Extracted data entries
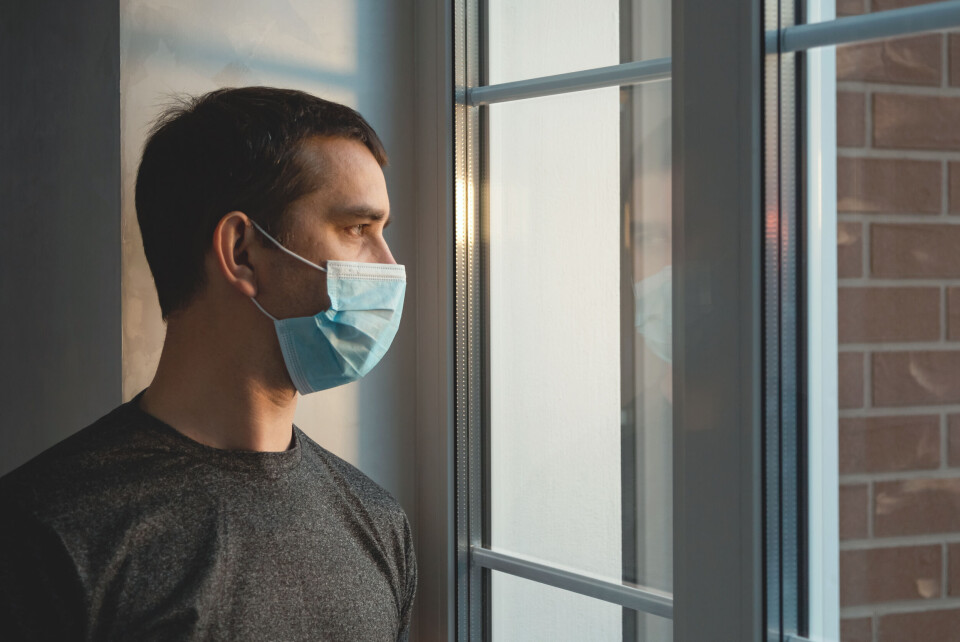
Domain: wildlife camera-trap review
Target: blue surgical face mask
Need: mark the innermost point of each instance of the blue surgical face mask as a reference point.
(654, 312)
(345, 342)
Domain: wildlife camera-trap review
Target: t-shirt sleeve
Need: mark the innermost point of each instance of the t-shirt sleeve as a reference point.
(41, 597)
(410, 582)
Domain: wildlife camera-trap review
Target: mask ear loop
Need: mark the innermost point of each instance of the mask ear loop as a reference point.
(294, 255)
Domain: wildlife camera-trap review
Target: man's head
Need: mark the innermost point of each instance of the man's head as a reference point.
(288, 160)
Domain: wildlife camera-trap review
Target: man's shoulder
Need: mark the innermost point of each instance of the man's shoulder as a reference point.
(351, 480)
(79, 466)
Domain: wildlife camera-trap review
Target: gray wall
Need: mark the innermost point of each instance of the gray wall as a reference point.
(60, 363)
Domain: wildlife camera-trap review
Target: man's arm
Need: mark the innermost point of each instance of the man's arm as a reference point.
(410, 583)
(41, 597)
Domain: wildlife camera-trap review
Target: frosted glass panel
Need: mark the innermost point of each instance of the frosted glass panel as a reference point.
(523, 611)
(579, 259)
(537, 38)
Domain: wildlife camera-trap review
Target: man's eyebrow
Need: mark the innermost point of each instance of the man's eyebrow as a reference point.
(362, 211)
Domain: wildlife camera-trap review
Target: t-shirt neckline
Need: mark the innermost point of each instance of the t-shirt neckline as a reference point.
(271, 463)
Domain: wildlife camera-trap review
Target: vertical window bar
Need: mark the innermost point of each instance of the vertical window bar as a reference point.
(468, 327)
(771, 331)
(789, 308)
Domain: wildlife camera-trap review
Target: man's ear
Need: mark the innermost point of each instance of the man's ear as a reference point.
(236, 252)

Task objective
For this exercise, output exactly the lines above from the line with "sleeve as a reference point." to the line with "Target: mask ear loop", counting both, and leave out the rest.

Exercise output
Need: mark the innermost point of each instance of the t-shirt sleeve as a reference point.
(41, 597)
(410, 582)
Domain: wildlife camera-trap review
Target: mask ear loop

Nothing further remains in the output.